__TO BE DONE__
Arrange every line of the material below as a numbered list, omitting blank lines and leaving the pictures out of the answer.

(Annotated coordinate records)
###
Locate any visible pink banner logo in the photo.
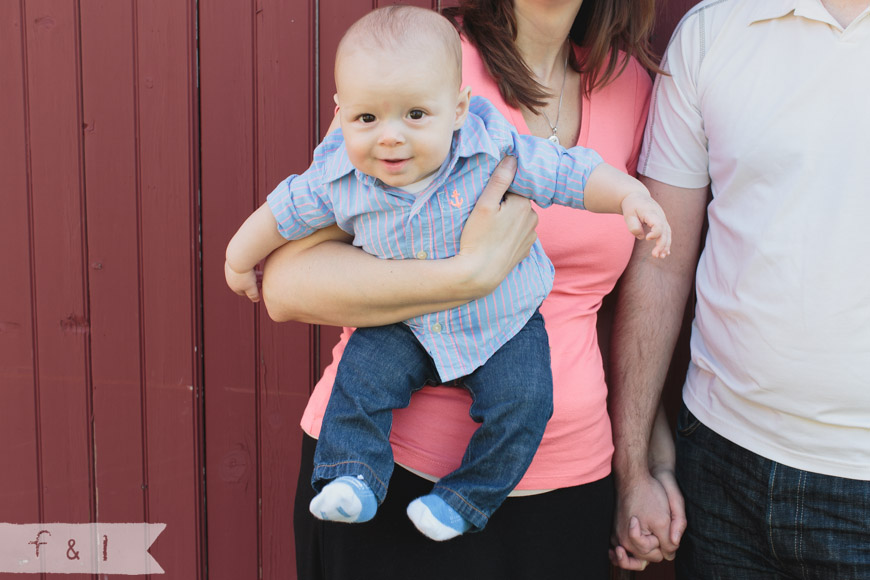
[0,523,166,575]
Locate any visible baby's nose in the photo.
[380,123,405,145]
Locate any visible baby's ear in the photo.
[453,87,471,131]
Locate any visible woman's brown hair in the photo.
[444,0,658,111]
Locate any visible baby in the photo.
[225,6,670,540]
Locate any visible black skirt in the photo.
[293,435,614,580]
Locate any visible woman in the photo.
[264,0,653,579]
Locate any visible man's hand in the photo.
[610,468,686,570]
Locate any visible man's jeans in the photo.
[311,312,553,529]
[677,405,870,580]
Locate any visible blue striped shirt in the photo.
[268,97,602,381]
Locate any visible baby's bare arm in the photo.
[583,163,671,258]
[224,204,287,302]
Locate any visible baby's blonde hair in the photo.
[335,5,462,86]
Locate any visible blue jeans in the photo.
[676,405,870,580]
[311,312,553,530]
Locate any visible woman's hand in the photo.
[457,157,538,296]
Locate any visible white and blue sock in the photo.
[308,475,378,523]
[408,494,471,542]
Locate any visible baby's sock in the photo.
[308,475,378,523]
[408,493,471,542]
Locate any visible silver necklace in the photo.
[541,46,571,145]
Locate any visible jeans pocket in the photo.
[677,403,701,437]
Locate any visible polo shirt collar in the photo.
[750,0,842,28]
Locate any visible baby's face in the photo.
[336,49,468,187]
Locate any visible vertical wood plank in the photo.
[23,0,93,552]
[81,0,145,522]
[199,0,260,580]
[0,2,39,524]
[135,0,202,580]
[255,0,318,578]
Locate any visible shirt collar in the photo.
[750,0,840,28]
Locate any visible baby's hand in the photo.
[622,192,671,258]
[224,262,260,302]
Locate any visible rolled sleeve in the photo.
[511,135,603,209]
[266,170,335,240]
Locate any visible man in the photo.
[611,0,870,580]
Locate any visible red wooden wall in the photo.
[0,0,204,580]
[0,0,692,580]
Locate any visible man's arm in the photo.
[610,178,708,561]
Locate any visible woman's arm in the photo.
[263,157,537,326]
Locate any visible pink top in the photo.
[301,42,651,490]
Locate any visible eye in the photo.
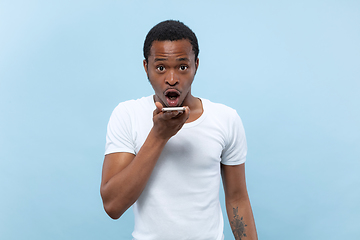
[156,65,165,72]
[180,65,188,71]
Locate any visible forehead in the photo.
[149,39,195,59]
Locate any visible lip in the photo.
[164,88,181,107]
[164,88,181,96]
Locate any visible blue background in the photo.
[0,0,360,240]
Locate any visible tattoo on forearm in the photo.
[230,207,247,240]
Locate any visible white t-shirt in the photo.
[105,96,247,240]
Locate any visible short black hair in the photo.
[143,20,199,62]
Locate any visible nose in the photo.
[165,70,179,86]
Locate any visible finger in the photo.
[154,102,163,115]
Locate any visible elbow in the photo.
[100,188,123,220]
[104,203,122,220]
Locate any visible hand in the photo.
[153,102,190,139]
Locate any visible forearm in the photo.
###
__THE RESPONSE__
1. Locate any visible pink banner logo in the photo.
2. [0,523,166,575]
3. Locate any visible baby's nose in the photo.
4. [380,123,405,145]
5. Locate any visible baby's ear in the photo.
6. [453,87,471,131]
7. Locate any visible woman's brown hair in the photo.
8. [444,0,658,111]
9. Locate any visible baby in the photo.
10. [225,6,670,540]
11. Locate any visible black skirt in the photo.
12. [293,435,614,580]
13. Locate any visible woman in the photo.
14. [264,0,653,579]
15. Locate any visible man's hand in the photo.
16. [610,468,686,570]
17. Locate any visible man's jeans in the photo.
18. [311,312,553,529]
19. [677,405,870,580]
20. Locate any visible blue striped shirt in the photo.
21. [268,97,602,381]
22. Locate any visible baby's bare arm in the photo.
23. [583,163,671,258]
24. [224,204,287,302]
25. Locate any visible baby's blonde hair in the photo.
26. [335,5,462,86]
27. Locate any visible blue jeans in the photo.
28. [676,405,870,580]
29. [311,312,553,530]
30. Locate any visible woman's hand in the photo.
31. [457,157,538,296]
32. Locate any visible white and blue sock in the photo.
33. [308,475,378,523]
34. [408,494,471,542]
35. Locate any visible baby's sock in the photo.
36. [308,475,378,523]
37. [408,493,471,542]
38. Locate any visible silver necklace in the photo.
39. [541,46,571,145]
40. Locate any visible jeans pocket in the photo.
41. [677,403,701,437]
42. Locate any visible polo shirt collar in the photo.
43. [750,0,842,28]
44. Locate any visible baby's face in the photo.
45. [336,49,468,187]
46. Locate any visible vertical wood plank in the photo.
47. [23,0,93,552]
48. [81,0,145,522]
49. [199,0,260,580]
50. [0,2,39,524]
51. [135,0,202,580]
52. [255,0,318,578]
53. Locate any visible shirt collar in the photo.
54. [750,0,840,28]
55. Locate any visible baby's hand in the photo.
56. [622,192,671,258]
57. [224,262,260,302]
58. Locate any visible rolled sleeve in the photo.
59. [511,135,603,209]
60. [266,170,335,240]
61. Locate any visible man in the photo.
62. [611,0,870,580]
63. Locate any visible red wooden wall in the photo.
64. [0,0,204,580]
65. [0,0,692,580]
66. Locate any visible man's arm in the photo.
67. [610,178,708,561]
68. Locate any visible woman's arm in the photo.
69. [263,157,537,326]
70. Locate any visible pink top in the photo.
71. [301,42,651,490]
72. Locate any visible eye in the photo.
73. [156,65,165,72]
74. [180,65,188,71]
75. Locate any visible forehead in the photo.
76. [149,39,195,59]
77. Locate any visible lip in the photo.
78. [164,88,181,107]
79. [164,88,181,96]
80. Locate any visible blue background in the photo.
81. [0,0,360,240]
82. Locate any visible tattoo on forearm in the photo.
83. [230,207,247,240]
84. Locate any visible white t-shirt in the photo.
85. [105,96,247,240]
86. Locate any visible short black hair in the photo.
87. [143,20,199,62]
88. Locate any visible nose in the photo.
89. [165,70,179,86]
90. Locate any visible finger in the photo.
91. [154,102,163,115]
92. Locate any visible elbow in the photo.
93. [100,188,123,220]
94. [104,203,122,220]
95. Locate any visible hand in the photo.
96. [153,102,190,139]
97. Locate any visible forearm in the photo.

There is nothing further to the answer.